Exercise task: Reproduce every line of the listing below verbatim, keeping the original order.

───── Provided information

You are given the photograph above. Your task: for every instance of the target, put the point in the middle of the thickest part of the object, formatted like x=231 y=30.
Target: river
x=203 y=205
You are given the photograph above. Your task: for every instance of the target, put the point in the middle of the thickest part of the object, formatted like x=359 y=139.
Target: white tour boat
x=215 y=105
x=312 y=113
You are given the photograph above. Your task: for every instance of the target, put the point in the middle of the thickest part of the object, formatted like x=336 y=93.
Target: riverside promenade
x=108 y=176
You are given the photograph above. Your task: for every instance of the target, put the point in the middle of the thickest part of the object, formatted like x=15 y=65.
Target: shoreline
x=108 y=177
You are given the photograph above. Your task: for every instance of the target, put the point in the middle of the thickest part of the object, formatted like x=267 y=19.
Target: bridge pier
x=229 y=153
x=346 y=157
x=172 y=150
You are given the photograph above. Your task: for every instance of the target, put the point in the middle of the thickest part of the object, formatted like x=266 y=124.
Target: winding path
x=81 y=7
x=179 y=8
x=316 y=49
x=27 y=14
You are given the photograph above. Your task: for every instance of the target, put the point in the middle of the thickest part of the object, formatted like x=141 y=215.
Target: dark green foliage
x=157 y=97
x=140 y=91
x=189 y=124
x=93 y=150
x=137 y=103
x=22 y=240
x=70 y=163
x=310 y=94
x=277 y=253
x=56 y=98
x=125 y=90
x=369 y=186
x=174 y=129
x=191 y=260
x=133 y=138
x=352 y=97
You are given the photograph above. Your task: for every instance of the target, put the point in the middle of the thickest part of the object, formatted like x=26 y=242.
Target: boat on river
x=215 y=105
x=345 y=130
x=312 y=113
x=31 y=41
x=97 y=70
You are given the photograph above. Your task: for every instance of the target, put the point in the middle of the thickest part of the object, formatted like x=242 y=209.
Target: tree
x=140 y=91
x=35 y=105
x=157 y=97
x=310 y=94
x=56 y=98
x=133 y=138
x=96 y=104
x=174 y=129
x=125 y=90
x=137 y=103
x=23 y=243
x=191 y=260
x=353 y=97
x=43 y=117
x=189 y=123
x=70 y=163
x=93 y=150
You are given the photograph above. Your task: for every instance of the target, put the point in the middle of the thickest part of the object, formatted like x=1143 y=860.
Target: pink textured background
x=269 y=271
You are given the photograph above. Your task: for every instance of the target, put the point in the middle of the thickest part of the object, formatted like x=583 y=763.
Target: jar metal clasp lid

──────────

Correct answer:
You are given the photograph above. Your task: for every instance of the target, put the point in the middle of the thickest part of the object, formatted like x=231 y=30.
Target: river
x=203 y=205
You are given the photograph above. Your task: for every instance of the target, put the point in the middle of the thickest part of the object, formatted like x=359 y=139.
Target: white tour boat
x=215 y=105
x=312 y=113
You are given the photograph above. Your task: for every instance of the target, put the point in the middle of the thickest part of the object, formatted like x=336 y=93.
Target: riverside promenade
x=108 y=176
You are given the photograph above. Your task: for every instance of the target, put the point in the middle of the thickest part of the object, formatted like x=15 y=65.
Target: shoreline
x=108 y=177
You are given the photograph above. Your task: for every instance of the target, put the point in the middle of the thickest part of the object, formatted like x=267 y=19.
Target: bridge pier
x=229 y=153
x=346 y=157
x=172 y=150
You are given the photograph above. Your task: for every instance of the target, put the point in the middle of the thickest part of the object, formatted like x=266 y=124.
Target: winding path
x=81 y=7
x=179 y=8
x=316 y=49
x=27 y=14
You are given the photograph above. Your task: for every instance of the target, put the point in the middle of the thickest part of the object, formatted like x=141 y=215.
Target: dark green foliage
x=157 y=97
x=140 y=91
x=189 y=124
x=93 y=150
x=137 y=103
x=22 y=240
x=70 y=163
x=310 y=94
x=277 y=253
x=56 y=98
x=125 y=90
x=369 y=186
x=174 y=129
x=191 y=260
x=133 y=138
x=352 y=97
You are given the photograph above. Your task: for every instance of the target, put the point in the middle of the thickest part of the object, formatted like x=26 y=242.
Target: boat on river
x=215 y=105
x=345 y=130
x=312 y=113
x=31 y=41
x=97 y=70
You are given the photograph above. Your task: for every instance of the target, put the point in the middle of the thickest part of the object, formatted like x=242 y=209.
Target: tree
x=140 y=91
x=35 y=105
x=157 y=97
x=310 y=94
x=56 y=98
x=133 y=138
x=96 y=104
x=174 y=129
x=125 y=90
x=137 y=103
x=23 y=243
x=191 y=260
x=353 y=97
x=43 y=117
x=189 y=123
x=70 y=163
x=93 y=150
You are given the photograph above. Your task: for every instance of the target, put the point in the middle of the thickest part of the object, formatted like x=1143 y=860.
Target: pink textured background
x=269 y=271
You are given the photograph above. Your task: for every instance of the target, put the point in the middle of the thickest part of the object, formatted like x=583 y=763.
Target: jar metal clasp lid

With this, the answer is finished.